## RAW DATA
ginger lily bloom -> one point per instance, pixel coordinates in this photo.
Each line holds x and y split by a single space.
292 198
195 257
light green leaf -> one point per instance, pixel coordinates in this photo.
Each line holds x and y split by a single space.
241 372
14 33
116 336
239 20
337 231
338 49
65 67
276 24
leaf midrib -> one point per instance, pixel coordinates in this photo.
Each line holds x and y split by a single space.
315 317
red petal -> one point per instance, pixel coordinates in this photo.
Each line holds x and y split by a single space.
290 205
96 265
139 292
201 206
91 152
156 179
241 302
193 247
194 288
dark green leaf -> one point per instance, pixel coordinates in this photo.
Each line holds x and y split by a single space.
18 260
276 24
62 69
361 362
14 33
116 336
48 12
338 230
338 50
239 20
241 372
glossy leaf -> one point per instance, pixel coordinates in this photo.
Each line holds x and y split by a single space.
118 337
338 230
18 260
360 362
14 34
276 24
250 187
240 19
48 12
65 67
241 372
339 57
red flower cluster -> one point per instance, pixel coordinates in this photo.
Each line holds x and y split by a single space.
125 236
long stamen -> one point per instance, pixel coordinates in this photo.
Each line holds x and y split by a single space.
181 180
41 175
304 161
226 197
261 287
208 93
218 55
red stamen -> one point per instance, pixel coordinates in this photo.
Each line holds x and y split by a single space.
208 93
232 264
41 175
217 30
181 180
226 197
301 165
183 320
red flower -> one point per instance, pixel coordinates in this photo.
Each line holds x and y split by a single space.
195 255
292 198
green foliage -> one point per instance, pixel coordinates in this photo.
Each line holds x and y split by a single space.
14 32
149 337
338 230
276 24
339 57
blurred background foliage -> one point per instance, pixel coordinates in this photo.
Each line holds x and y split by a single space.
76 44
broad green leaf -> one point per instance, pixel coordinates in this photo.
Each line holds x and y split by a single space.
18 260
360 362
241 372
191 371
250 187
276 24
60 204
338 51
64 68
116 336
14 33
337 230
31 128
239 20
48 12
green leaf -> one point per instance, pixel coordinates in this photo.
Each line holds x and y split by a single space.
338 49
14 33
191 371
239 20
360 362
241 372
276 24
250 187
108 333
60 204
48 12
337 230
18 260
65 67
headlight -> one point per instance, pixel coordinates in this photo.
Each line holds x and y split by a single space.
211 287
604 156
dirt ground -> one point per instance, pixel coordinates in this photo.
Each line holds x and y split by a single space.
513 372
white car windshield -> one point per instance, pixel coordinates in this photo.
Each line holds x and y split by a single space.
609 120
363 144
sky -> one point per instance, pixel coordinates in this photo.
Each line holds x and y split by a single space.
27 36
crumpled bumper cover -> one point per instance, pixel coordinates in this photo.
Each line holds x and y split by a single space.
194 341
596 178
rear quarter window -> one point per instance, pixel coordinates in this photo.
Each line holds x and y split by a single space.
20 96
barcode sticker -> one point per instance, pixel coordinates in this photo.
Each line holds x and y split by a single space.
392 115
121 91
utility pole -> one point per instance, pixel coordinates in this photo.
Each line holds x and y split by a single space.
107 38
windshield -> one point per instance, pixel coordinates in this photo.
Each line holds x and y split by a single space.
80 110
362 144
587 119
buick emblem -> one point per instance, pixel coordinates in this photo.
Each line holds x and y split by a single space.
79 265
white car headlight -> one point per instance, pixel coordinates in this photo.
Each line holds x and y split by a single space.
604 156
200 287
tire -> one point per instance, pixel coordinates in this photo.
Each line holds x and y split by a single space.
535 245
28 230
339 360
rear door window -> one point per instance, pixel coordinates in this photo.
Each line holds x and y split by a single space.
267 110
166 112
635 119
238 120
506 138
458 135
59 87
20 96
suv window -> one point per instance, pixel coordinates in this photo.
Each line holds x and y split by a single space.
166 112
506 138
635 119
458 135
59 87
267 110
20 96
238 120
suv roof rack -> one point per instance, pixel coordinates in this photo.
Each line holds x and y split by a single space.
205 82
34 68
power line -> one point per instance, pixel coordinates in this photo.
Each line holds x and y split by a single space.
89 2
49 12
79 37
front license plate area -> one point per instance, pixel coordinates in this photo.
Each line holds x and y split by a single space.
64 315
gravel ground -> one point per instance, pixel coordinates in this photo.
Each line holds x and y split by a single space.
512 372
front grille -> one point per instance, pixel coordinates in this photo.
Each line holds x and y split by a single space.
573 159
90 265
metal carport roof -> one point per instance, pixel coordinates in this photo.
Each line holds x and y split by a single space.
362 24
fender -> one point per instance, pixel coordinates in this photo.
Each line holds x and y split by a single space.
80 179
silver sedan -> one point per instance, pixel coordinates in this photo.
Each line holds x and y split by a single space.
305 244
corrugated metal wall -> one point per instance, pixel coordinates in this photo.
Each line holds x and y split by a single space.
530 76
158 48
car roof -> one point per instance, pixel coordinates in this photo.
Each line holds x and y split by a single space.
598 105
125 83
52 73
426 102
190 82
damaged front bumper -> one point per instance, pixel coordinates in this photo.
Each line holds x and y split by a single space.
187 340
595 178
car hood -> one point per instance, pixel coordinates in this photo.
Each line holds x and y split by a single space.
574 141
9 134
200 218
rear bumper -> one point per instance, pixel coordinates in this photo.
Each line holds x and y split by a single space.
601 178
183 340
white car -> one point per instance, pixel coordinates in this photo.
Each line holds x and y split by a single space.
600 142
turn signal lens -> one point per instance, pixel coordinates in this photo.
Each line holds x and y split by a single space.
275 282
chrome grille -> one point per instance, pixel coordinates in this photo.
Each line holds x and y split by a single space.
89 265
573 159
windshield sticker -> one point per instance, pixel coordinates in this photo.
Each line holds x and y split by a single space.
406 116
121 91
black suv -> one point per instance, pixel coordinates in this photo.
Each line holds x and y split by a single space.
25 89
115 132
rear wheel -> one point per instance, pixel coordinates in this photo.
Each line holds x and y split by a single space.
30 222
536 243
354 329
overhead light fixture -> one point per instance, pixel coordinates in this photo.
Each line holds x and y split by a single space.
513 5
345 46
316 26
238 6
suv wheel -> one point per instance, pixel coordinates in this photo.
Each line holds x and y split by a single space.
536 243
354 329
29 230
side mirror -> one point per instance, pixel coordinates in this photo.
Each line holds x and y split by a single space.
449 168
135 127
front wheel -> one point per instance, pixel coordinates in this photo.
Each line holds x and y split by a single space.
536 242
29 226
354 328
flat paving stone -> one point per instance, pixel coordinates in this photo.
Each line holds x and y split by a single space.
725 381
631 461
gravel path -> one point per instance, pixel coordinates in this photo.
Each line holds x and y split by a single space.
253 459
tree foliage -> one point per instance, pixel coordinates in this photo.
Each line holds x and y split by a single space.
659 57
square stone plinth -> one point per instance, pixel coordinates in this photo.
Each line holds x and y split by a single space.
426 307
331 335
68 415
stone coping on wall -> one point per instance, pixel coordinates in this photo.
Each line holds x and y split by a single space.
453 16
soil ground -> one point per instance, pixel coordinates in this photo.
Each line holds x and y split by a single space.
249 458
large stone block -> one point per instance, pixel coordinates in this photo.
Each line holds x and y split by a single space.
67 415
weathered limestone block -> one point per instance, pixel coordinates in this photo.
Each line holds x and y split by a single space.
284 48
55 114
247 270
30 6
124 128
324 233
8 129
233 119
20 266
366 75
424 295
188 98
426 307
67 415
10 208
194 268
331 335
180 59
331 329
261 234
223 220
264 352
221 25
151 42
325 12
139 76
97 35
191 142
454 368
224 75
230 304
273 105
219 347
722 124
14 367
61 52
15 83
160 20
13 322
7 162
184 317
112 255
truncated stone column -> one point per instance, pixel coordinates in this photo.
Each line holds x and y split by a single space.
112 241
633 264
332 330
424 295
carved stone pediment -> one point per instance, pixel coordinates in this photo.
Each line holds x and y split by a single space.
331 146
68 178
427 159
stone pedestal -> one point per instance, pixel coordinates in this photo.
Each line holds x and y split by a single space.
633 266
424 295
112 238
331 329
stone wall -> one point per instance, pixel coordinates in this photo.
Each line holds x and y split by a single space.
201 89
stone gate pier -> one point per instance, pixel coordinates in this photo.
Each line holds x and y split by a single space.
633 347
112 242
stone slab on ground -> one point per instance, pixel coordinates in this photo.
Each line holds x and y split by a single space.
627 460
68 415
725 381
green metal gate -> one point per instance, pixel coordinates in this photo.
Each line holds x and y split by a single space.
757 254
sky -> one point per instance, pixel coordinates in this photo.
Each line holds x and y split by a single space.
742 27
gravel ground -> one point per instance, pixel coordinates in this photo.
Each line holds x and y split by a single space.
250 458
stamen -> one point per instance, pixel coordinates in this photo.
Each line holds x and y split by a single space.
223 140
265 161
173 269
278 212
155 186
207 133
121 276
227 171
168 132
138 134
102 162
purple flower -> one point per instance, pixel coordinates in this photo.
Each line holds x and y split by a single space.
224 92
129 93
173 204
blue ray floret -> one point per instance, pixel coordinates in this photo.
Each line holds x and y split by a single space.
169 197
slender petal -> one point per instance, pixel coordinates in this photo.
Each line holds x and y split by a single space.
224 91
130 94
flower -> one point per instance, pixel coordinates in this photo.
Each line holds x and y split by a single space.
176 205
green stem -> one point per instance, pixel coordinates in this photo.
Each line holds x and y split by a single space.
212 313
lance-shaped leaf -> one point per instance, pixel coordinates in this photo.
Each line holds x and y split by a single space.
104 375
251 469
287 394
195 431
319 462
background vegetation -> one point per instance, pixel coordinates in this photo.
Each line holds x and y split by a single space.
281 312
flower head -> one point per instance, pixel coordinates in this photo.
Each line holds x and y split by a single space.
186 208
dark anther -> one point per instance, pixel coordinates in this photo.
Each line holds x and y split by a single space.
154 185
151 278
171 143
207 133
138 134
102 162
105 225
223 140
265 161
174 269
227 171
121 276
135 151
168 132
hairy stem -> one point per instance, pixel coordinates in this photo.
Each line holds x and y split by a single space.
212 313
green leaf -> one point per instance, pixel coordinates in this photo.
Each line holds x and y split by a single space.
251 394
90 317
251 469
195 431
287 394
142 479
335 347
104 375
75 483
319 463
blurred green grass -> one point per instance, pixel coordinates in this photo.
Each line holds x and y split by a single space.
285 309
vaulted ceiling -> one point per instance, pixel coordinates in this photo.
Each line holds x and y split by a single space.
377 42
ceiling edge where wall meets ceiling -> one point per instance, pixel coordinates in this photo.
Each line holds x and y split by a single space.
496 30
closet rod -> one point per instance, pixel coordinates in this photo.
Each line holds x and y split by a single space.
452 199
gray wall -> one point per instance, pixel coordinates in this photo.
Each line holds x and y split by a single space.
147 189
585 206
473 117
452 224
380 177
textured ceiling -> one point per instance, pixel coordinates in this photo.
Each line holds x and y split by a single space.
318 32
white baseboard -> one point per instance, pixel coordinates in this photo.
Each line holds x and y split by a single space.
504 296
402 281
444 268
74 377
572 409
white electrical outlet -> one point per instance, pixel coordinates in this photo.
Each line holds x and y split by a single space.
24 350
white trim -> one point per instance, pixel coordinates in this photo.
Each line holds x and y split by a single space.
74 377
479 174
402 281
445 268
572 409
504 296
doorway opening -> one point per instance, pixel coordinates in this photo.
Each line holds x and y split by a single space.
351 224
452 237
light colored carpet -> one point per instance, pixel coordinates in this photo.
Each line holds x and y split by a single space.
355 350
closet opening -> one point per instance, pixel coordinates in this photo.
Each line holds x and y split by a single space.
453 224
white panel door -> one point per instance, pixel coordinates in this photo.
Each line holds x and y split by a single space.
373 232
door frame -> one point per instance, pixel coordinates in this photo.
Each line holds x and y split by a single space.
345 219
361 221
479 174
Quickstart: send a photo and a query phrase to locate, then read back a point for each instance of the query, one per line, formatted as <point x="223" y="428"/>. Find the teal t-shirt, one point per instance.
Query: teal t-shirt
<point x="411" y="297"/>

## ABOUT THIS TASK
Lines to set down from above: the line with "stone coping on", the line with "stone pedestal ->", and every line between, each exactly as written.

## ANSWER SPACE
stone coping on wall -> one point per instance, pixel coordinates in this photo.
Each line holds x and y split by a single space.
453 16
soil ground -> one point per instance, pixel coordinates in this photo.
Each line holds x and y split by a single space.
249 458
large stone block -> one point per instance, pixel coordinates in this photo.
Each line holds x and y split by a single space.
67 415
weathered limestone block -> one point per instance, pixel coordinates in this photo.
Each line holds x and y split by a single space.
284 48
55 114
247 270
30 6
124 128
324 233
8 129
233 119
20 266
366 75
424 295
188 98
426 307
67 415
10 208
194 268
331 335
180 59
331 329
261 234
223 220
264 352
221 25
151 42
325 12
139 76
97 35
191 142
454 368
224 75
230 304
273 105
219 347
722 124
14 367
61 52
15 83
160 20
13 322
7 162
184 317
112 255
truncated stone column -> one point per instance, pixel coordinates in this photo.
Each line holds x and y split by a single space.
112 241
633 264
332 330
424 295
carved stone pediment -> one point per instance, pixel coordinates in this photo.
Each line holds x and y split by a single space.
331 146
68 178
427 159
stone pedestal -> one point per instance, pixel coordinates in this photo.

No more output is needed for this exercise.